Exercise brief
Check each line of the records for "hillside"; collect those that have it.

Records supplied
Content starts

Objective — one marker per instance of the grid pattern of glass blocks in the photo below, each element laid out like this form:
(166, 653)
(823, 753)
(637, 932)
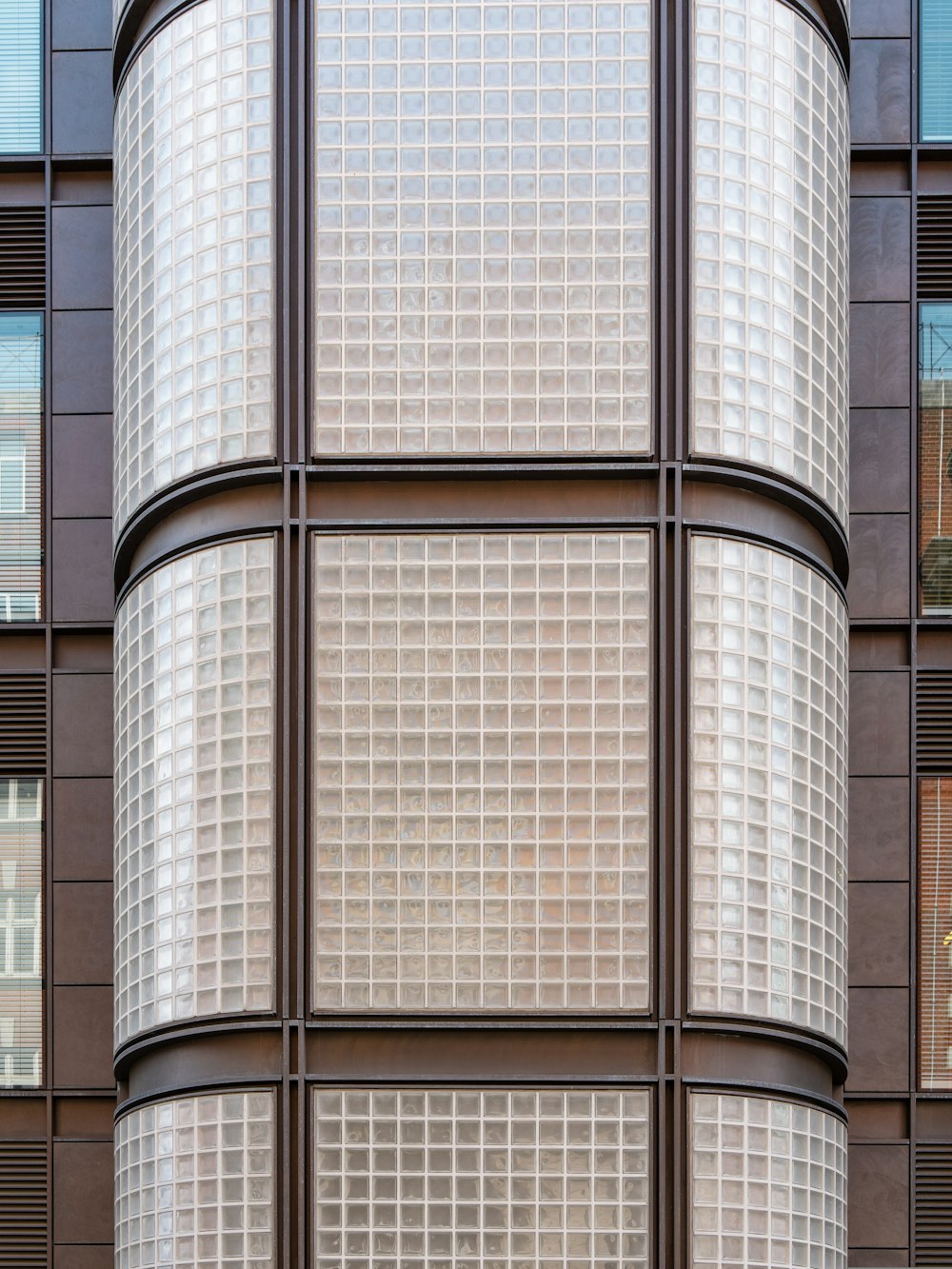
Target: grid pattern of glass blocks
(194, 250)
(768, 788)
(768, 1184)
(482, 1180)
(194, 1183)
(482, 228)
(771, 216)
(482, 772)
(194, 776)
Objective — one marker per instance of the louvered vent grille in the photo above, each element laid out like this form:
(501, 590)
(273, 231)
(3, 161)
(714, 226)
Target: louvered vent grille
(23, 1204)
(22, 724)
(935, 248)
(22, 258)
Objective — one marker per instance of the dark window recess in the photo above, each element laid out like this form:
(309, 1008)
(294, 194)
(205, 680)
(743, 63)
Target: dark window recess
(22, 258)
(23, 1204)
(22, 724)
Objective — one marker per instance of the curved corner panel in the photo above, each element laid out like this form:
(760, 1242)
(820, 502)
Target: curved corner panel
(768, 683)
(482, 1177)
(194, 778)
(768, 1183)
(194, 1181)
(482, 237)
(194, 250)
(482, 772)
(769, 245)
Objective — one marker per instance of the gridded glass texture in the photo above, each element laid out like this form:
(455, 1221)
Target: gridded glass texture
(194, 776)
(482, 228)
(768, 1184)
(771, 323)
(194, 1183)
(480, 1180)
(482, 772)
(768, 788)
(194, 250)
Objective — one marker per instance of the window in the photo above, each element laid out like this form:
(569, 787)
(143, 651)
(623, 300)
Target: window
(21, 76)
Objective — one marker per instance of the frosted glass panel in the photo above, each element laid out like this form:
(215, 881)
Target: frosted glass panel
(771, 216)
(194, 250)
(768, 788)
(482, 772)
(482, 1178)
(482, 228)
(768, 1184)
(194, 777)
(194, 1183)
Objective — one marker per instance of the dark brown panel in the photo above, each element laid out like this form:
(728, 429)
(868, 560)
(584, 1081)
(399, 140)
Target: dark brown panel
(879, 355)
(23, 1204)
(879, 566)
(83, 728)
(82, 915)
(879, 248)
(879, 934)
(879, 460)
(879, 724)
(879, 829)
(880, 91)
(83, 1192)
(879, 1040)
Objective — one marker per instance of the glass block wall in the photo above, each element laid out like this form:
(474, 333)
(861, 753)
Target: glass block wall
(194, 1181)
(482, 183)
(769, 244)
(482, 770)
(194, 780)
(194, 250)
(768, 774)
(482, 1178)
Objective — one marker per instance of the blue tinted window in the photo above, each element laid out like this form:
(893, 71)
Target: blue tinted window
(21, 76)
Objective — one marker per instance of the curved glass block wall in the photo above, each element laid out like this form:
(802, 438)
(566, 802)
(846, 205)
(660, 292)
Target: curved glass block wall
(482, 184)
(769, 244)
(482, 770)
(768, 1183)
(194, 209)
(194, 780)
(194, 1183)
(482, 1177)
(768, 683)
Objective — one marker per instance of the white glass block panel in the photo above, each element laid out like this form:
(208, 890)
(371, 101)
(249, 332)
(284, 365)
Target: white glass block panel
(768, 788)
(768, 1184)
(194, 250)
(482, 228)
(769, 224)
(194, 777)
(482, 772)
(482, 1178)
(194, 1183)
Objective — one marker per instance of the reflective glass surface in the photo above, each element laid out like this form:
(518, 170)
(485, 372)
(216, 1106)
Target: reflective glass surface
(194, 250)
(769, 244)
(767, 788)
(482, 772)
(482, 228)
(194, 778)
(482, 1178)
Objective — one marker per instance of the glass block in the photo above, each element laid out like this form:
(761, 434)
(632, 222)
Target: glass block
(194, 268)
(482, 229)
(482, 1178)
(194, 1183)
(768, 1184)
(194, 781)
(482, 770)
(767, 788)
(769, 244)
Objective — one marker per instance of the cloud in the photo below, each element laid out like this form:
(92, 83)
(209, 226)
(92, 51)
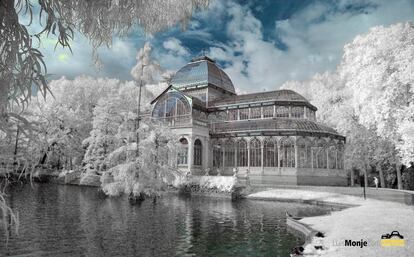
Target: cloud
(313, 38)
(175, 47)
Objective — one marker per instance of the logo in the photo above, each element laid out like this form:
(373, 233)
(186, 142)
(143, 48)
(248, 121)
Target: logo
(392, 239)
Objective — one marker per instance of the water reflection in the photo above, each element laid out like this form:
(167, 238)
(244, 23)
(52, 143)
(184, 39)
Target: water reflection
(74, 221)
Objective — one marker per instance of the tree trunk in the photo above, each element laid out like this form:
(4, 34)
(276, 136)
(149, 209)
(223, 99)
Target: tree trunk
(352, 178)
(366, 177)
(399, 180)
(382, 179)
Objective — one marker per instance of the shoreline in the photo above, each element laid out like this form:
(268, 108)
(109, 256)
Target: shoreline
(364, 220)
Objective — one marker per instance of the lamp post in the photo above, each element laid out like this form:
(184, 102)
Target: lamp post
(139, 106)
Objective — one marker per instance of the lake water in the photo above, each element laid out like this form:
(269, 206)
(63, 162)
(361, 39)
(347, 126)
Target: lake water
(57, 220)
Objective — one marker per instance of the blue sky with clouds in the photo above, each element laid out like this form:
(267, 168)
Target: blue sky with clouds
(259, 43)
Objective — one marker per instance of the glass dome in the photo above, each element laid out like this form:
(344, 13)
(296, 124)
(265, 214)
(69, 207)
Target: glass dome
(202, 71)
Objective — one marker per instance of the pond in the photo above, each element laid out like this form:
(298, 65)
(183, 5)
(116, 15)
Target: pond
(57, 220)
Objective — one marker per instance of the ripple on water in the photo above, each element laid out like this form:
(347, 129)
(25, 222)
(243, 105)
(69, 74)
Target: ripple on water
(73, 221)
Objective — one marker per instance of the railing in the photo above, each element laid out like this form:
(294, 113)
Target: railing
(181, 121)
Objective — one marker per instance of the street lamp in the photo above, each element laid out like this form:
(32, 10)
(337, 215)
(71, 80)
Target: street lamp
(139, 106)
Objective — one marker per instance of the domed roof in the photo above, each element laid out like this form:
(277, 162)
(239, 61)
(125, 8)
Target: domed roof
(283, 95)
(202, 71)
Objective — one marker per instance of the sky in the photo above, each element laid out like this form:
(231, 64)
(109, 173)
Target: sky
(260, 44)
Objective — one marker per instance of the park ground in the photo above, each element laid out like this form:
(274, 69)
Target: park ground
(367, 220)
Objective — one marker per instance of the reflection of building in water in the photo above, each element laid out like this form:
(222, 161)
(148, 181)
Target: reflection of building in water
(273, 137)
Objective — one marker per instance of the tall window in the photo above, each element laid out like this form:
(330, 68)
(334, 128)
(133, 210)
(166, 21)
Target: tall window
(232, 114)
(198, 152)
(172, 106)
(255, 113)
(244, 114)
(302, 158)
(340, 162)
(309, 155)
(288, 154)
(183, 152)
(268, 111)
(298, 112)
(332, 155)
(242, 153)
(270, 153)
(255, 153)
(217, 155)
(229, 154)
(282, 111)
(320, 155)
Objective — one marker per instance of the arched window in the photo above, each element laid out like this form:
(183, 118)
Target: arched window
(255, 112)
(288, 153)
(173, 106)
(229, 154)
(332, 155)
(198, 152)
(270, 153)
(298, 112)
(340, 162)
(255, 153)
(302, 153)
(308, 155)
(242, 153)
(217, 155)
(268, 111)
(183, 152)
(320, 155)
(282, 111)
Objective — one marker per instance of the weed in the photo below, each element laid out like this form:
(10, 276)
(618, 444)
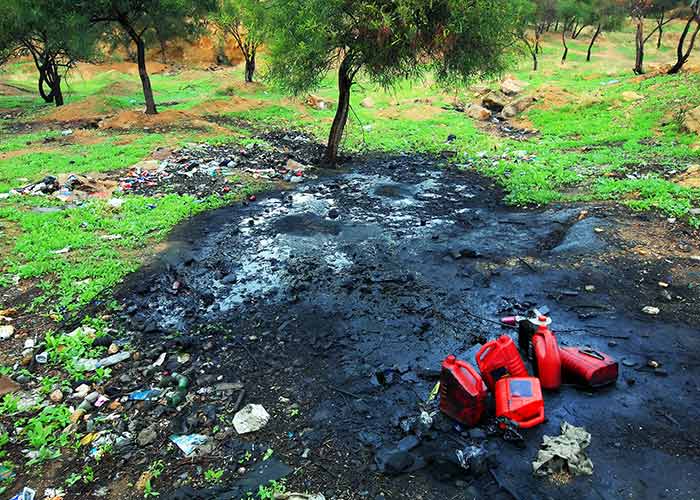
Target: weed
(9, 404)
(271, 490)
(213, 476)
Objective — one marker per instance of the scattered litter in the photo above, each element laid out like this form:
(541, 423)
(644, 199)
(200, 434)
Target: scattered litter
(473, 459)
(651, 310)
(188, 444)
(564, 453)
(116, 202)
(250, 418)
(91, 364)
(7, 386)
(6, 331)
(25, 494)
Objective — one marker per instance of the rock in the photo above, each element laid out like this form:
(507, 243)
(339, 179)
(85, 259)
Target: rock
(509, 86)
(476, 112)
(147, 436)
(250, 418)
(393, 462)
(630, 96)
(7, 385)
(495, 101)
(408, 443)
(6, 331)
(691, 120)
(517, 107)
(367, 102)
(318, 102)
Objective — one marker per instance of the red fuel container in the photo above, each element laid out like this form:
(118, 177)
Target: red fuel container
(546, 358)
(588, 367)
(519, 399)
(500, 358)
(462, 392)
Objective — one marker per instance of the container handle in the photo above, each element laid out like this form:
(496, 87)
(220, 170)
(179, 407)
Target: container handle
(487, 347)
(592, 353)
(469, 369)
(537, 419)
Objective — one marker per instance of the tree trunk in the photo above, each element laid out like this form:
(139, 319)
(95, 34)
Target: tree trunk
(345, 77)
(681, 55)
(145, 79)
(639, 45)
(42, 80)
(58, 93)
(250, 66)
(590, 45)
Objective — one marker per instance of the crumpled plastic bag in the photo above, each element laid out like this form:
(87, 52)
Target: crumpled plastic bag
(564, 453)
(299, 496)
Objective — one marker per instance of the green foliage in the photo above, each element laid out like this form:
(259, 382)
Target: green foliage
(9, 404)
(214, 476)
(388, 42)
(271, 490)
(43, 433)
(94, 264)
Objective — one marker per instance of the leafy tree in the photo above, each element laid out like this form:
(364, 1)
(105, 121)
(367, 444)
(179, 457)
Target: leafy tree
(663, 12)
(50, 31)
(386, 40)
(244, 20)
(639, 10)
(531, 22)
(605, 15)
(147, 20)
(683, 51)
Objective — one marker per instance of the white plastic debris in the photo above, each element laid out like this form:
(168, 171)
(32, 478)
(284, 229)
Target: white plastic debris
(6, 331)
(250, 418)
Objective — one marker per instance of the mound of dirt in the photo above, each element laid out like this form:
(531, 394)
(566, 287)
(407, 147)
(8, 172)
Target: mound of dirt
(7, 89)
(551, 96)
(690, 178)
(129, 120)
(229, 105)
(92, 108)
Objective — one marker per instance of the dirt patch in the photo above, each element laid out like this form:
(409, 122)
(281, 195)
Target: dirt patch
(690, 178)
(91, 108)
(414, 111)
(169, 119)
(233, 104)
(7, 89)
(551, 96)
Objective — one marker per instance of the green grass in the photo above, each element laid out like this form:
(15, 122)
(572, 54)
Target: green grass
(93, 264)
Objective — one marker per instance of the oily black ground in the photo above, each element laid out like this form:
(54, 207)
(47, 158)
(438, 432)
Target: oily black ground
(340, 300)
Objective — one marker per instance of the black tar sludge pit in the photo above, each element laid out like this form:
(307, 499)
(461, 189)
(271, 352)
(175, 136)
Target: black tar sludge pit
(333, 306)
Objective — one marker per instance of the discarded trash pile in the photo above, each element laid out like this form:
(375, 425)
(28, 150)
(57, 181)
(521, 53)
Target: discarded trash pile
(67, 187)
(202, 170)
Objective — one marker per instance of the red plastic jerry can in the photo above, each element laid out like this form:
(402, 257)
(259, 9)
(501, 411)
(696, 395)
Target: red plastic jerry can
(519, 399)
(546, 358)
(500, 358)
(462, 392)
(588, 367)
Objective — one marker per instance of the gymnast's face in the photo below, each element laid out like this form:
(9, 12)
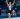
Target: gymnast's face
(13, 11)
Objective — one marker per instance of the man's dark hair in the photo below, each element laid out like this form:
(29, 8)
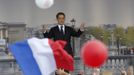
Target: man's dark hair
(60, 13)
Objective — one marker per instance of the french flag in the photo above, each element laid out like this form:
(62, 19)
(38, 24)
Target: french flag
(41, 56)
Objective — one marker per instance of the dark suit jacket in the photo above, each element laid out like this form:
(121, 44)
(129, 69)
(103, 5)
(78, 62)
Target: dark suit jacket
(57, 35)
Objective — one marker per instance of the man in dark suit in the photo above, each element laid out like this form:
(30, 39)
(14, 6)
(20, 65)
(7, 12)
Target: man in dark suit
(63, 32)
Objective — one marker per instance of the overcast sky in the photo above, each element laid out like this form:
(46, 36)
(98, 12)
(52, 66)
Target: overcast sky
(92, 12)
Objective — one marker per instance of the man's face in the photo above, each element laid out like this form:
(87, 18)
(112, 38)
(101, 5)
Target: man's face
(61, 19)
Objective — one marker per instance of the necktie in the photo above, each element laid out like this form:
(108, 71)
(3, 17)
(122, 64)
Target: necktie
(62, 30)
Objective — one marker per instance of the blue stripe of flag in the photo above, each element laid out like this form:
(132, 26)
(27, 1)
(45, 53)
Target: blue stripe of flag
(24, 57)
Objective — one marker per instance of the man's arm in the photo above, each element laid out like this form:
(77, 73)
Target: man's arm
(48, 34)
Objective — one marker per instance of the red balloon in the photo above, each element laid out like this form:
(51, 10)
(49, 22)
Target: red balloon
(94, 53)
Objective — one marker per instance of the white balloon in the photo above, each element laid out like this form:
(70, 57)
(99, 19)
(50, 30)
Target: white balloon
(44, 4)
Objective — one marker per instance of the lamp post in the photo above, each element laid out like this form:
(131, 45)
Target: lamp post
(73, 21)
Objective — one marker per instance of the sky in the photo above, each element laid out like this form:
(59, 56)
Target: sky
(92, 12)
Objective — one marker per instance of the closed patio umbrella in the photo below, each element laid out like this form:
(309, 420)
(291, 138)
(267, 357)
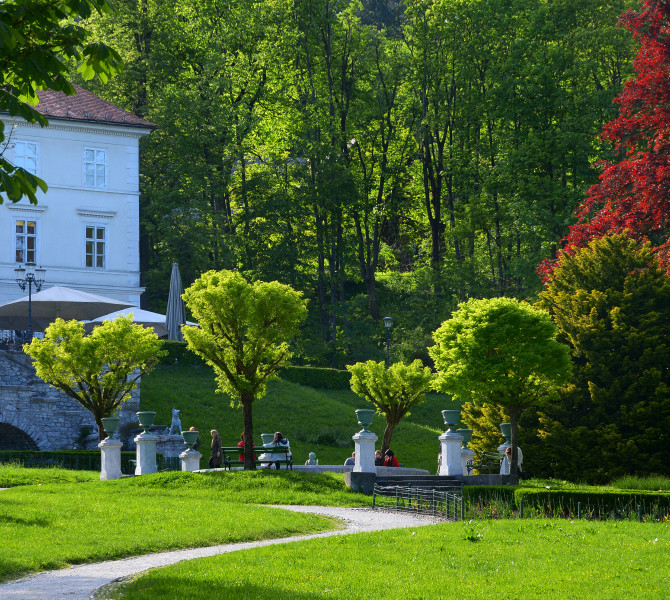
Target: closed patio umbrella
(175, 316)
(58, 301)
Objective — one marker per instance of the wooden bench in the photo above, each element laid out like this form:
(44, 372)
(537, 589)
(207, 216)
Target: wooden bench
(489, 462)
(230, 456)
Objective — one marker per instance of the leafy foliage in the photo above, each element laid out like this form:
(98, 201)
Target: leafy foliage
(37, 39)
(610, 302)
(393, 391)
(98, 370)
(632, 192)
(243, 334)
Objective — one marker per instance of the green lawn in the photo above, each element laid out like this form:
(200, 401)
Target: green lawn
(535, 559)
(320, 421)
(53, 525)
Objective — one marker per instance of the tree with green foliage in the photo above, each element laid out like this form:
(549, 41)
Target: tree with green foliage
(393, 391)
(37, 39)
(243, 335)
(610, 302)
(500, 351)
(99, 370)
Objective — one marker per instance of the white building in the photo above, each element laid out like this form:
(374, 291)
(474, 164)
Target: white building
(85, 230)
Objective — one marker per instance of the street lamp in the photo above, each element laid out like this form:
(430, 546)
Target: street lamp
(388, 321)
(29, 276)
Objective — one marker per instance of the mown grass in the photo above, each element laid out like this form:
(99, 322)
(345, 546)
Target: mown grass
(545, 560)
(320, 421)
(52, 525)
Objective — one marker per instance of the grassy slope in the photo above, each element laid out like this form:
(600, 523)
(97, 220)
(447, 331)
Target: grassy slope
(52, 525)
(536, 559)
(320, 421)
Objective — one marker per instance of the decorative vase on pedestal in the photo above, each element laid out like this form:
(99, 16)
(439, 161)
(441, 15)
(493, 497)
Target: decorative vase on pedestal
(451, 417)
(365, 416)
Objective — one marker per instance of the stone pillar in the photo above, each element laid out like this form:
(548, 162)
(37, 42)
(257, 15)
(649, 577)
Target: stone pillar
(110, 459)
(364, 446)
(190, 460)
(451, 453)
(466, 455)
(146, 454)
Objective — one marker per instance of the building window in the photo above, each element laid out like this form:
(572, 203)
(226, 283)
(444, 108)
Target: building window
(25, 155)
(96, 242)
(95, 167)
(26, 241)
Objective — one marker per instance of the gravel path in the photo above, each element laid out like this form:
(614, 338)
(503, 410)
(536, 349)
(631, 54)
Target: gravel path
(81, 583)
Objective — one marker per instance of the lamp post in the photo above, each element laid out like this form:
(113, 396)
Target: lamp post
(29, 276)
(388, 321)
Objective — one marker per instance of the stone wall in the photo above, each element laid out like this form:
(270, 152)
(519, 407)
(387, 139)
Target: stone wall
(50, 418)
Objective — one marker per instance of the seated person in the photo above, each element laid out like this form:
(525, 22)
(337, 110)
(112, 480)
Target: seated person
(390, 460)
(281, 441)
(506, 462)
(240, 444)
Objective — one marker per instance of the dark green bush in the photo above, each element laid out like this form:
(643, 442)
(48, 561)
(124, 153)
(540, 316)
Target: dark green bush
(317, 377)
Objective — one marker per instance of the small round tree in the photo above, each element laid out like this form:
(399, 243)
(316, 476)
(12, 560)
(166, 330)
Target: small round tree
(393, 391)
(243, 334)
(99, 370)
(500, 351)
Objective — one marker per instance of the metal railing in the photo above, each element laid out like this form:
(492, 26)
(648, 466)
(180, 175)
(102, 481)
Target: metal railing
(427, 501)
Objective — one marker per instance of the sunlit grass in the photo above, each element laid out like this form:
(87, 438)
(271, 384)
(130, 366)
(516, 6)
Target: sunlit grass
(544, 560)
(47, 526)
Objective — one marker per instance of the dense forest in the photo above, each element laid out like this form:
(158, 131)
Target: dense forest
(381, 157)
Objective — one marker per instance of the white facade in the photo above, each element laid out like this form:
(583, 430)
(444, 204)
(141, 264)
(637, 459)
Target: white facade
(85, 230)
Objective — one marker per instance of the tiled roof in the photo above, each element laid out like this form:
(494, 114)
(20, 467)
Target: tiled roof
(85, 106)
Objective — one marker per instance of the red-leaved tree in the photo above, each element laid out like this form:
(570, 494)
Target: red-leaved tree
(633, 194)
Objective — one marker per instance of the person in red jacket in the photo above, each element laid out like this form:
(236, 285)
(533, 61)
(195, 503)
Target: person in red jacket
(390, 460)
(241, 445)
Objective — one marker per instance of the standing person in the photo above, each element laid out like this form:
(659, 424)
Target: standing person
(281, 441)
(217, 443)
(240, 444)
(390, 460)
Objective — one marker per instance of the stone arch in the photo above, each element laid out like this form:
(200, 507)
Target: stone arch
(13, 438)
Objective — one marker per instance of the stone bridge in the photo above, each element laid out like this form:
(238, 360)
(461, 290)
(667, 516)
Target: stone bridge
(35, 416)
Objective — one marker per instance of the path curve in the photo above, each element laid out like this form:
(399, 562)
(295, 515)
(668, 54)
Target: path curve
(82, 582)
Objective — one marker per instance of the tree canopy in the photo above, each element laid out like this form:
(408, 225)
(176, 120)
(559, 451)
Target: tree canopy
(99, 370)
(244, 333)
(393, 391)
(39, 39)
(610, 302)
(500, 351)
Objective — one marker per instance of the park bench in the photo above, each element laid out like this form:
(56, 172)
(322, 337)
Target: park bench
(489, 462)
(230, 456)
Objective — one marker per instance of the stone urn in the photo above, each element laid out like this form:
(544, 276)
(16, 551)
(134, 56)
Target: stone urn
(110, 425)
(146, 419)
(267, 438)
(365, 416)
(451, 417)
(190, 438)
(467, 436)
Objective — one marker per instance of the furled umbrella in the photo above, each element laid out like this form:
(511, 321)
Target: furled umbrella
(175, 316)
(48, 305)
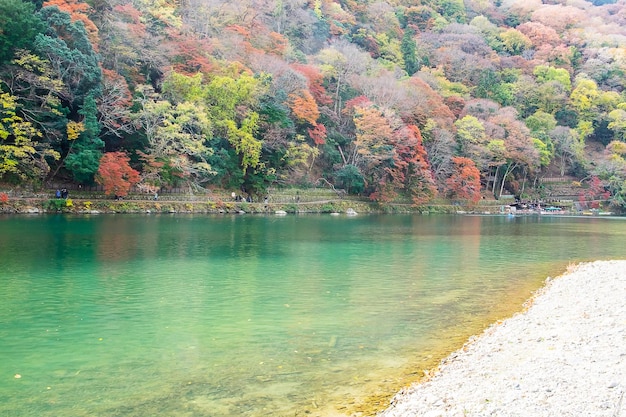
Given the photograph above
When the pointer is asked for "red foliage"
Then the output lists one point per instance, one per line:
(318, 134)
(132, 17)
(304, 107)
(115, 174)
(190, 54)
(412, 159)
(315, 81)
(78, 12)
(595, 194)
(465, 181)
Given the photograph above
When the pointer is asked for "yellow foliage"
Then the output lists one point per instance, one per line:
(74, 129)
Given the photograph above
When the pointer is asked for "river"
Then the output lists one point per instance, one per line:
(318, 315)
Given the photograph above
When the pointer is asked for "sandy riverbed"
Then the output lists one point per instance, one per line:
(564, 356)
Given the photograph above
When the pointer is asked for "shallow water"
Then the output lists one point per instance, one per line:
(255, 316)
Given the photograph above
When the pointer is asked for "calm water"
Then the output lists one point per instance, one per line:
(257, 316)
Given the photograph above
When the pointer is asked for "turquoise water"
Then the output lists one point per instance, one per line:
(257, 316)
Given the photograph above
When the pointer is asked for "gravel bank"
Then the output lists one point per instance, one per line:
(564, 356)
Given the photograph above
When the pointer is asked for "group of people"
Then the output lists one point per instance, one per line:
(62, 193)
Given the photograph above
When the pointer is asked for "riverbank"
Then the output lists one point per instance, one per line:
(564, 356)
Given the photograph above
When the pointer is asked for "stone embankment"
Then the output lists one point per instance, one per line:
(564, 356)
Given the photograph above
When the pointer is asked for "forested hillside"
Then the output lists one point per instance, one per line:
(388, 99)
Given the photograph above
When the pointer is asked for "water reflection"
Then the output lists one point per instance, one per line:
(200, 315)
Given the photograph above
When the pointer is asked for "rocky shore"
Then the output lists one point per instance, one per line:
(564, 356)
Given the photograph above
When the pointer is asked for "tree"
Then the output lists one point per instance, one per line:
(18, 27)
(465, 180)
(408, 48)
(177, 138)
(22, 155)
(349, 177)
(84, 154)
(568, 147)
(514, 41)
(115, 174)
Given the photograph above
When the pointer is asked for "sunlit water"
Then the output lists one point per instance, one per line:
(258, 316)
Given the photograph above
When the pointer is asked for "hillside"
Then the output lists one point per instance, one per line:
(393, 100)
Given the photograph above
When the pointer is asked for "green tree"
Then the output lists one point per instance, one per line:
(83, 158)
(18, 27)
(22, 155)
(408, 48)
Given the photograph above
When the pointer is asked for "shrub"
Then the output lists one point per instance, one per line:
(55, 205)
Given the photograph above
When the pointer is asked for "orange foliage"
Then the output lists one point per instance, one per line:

Content ends

Exercise solution
When the pointer is asked for "forested hillside"
When the pointer is asked for "hillside"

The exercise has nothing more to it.